▼

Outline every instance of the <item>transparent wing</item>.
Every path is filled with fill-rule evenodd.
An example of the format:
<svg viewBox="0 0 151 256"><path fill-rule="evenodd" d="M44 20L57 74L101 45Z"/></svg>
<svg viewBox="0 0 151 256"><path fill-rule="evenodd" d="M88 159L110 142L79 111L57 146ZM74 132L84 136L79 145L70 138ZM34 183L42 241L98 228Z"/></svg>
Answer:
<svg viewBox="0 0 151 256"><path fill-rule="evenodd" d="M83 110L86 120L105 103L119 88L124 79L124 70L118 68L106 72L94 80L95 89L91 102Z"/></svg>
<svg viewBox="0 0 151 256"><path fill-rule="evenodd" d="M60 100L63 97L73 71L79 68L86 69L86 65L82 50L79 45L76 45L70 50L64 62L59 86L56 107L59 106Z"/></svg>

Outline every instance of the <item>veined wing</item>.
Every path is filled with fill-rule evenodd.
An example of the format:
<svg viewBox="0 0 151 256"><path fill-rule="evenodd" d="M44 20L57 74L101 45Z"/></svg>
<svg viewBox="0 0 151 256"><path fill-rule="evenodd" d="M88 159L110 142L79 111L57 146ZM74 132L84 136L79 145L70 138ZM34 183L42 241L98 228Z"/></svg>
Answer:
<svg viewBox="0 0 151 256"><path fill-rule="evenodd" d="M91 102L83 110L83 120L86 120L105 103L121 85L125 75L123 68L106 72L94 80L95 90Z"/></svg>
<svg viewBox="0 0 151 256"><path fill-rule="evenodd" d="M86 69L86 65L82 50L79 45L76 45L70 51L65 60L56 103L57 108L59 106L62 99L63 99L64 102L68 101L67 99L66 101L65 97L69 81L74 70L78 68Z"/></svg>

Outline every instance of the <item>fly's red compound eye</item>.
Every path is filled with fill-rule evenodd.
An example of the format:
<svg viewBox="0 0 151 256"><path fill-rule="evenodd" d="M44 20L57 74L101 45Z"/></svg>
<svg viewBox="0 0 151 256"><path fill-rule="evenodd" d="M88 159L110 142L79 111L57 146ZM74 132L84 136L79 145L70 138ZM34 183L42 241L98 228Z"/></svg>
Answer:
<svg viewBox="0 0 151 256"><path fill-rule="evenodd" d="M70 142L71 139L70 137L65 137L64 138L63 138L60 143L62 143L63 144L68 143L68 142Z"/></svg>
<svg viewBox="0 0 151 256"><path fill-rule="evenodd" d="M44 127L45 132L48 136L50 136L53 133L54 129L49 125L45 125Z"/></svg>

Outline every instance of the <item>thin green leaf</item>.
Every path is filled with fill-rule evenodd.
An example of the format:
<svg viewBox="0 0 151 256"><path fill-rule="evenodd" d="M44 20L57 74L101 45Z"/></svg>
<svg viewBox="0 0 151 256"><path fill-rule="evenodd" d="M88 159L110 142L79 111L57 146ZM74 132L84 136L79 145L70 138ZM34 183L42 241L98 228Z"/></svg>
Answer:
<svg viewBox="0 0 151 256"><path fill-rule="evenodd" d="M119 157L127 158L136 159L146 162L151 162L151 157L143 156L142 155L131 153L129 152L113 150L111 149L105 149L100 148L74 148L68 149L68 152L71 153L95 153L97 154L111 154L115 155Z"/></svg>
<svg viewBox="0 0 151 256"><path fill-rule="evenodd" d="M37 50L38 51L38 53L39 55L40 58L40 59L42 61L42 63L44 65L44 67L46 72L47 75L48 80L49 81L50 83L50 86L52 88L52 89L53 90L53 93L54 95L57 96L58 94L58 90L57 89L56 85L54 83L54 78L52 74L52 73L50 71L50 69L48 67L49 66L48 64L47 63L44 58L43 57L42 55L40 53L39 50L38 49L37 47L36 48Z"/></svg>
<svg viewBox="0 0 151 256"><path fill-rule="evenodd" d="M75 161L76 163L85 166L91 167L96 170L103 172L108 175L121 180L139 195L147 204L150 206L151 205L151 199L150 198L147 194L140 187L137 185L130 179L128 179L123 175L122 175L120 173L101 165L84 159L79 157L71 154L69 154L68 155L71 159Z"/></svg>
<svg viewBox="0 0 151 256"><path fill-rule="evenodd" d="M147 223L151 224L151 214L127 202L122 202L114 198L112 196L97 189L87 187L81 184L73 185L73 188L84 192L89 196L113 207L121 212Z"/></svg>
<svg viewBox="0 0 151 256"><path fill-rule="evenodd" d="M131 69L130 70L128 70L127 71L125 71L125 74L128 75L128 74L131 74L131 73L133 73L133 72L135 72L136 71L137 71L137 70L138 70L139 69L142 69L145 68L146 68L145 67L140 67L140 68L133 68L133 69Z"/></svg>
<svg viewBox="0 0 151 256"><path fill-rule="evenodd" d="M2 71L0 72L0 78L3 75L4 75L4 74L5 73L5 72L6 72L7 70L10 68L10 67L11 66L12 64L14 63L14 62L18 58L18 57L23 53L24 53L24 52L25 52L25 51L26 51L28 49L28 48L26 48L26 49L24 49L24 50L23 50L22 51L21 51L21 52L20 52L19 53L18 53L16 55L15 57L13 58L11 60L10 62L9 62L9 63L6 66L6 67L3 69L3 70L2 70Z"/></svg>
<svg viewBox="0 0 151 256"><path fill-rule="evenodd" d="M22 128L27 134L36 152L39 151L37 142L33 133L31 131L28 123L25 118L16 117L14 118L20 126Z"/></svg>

▲

Description of the task: Rewrite the listing above as a numbered list, one line per item, dropping the blank lines.

The output:
1. Outline every instance of the <item>transparent wing</item>.
2. Every path is filled with fill-rule evenodd.
3. An example of the format:
4. <svg viewBox="0 0 151 256"><path fill-rule="evenodd" d="M44 20L57 74L101 45Z"/></svg>
5. <svg viewBox="0 0 151 256"><path fill-rule="evenodd" d="M88 159L110 142L79 111L57 146ZM74 132L84 136L79 145L70 138ZM34 183L42 241L98 228Z"/></svg>
6. Answer:
7. <svg viewBox="0 0 151 256"><path fill-rule="evenodd" d="M83 110L86 120L105 103L119 88L124 79L124 70L118 68L106 72L94 80L95 89L91 102Z"/></svg>
8. <svg viewBox="0 0 151 256"><path fill-rule="evenodd" d="M60 100L63 97L73 71L79 68L86 69L86 65L82 50L79 45L76 45L70 50L64 62L59 86L56 107L59 106Z"/></svg>
9. Outline every instance of the <item>veined wing</item>.
10. Every path is filled with fill-rule evenodd.
11. An example of the format:
12. <svg viewBox="0 0 151 256"><path fill-rule="evenodd" d="M44 20L57 74L101 45Z"/></svg>
13. <svg viewBox="0 0 151 256"><path fill-rule="evenodd" d="M88 159L110 142L79 111L57 146ZM74 132L84 136L79 145L70 138ZM34 183L42 241L98 228Z"/></svg>
14. Answer:
15. <svg viewBox="0 0 151 256"><path fill-rule="evenodd" d="M91 102L83 110L83 120L86 120L105 103L121 85L125 75L123 68L106 72L94 80L95 90Z"/></svg>
16. <svg viewBox="0 0 151 256"><path fill-rule="evenodd" d="M86 69L86 65L82 50L79 45L76 45L70 51L65 60L56 103L57 108L59 106L62 99L63 99L64 102L68 101L67 99L66 101L65 97L69 81L74 70L78 68Z"/></svg>
17. Outline every instance of the <item>fly's red compound eye</item>.
18. Every path is filled with fill-rule evenodd.
19. An example of the format:
20. <svg viewBox="0 0 151 256"><path fill-rule="evenodd" d="M44 20L57 74L101 45Z"/></svg>
21. <svg viewBox="0 0 151 256"><path fill-rule="evenodd" d="M88 159L110 142L79 111L57 146ZM74 132L84 136L79 145L70 138ZM34 183L42 241L98 228Z"/></svg>
22. Answer:
23. <svg viewBox="0 0 151 256"><path fill-rule="evenodd" d="M70 142L71 139L70 137L65 137L64 138L63 138L60 143L62 143L63 144L68 143L68 142Z"/></svg>
24. <svg viewBox="0 0 151 256"><path fill-rule="evenodd" d="M44 127L45 132L48 136L50 136L53 133L54 129L49 125L45 125Z"/></svg>
25. Outline every instance of the <item>thin green leaf</item>.
26. Every path is filled with fill-rule evenodd.
27. An example of the format:
28. <svg viewBox="0 0 151 256"><path fill-rule="evenodd" d="M44 20L57 74L101 45Z"/></svg>
29. <svg viewBox="0 0 151 256"><path fill-rule="evenodd" d="M88 159L110 142L79 111L57 146ZM74 132L84 136L79 145L70 138ZM34 183L42 241L98 228Z"/></svg>
30. Answer:
31. <svg viewBox="0 0 151 256"><path fill-rule="evenodd" d="M119 157L127 158L136 159L146 162L151 162L151 157L143 156L142 155L131 153L129 152L113 150L111 149L105 149L100 148L74 148L68 149L68 152L71 153L95 153L97 154L111 154L115 155Z"/></svg>
32. <svg viewBox="0 0 151 256"><path fill-rule="evenodd" d="M37 50L38 51L38 53L39 55L40 58L40 59L42 61L42 63L44 65L44 67L46 72L47 75L48 80L49 81L50 83L50 86L52 88L52 89L53 90L53 93L54 95L57 96L58 94L58 90L57 89L56 85L54 83L54 78L52 74L52 73L50 71L50 69L48 67L49 66L48 64L47 63L44 58L43 57L42 55L40 53L39 50L38 49L37 47L36 48Z"/></svg>
33. <svg viewBox="0 0 151 256"><path fill-rule="evenodd" d="M75 161L76 163L85 166L91 167L96 170L103 172L108 175L121 180L139 195L147 204L150 206L151 205L151 199L150 198L147 194L140 187L137 185L130 179L128 179L123 175L122 175L120 173L101 165L84 159L79 157L71 154L69 154L68 155L71 159Z"/></svg>
34. <svg viewBox="0 0 151 256"><path fill-rule="evenodd" d="M147 223L151 224L151 214L127 202L122 202L114 198L112 196L97 189L87 187L81 184L73 185L73 188L84 192L89 196L113 207L121 212Z"/></svg>
35. <svg viewBox="0 0 151 256"><path fill-rule="evenodd" d="M131 69L130 70L128 70L127 71L125 71L125 74L128 75L128 74L131 74L131 73L133 73L133 72L135 72L136 71L137 71L137 70L138 70L139 69L142 69L145 68L146 68L145 67L140 67L140 68L133 68L133 69Z"/></svg>
36. <svg viewBox="0 0 151 256"><path fill-rule="evenodd" d="M2 71L0 72L0 78L3 75L4 75L4 74L5 73L5 72L6 72L7 70L10 68L10 67L11 66L12 64L14 63L14 62L18 58L18 57L23 53L24 53L24 52L25 52L25 51L26 51L28 49L28 48L26 48L26 49L24 49L24 50L23 50L22 51L21 51L21 52L20 52L19 53L18 53L16 55L15 57L13 58L11 60L10 62L9 62L9 63L6 66L6 67L3 69L3 70L2 70Z"/></svg>
37. <svg viewBox="0 0 151 256"><path fill-rule="evenodd" d="M22 128L27 134L36 152L39 151L37 142L33 133L31 131L28 123L25 118L16 117L14 118L20 126Z"/></svg>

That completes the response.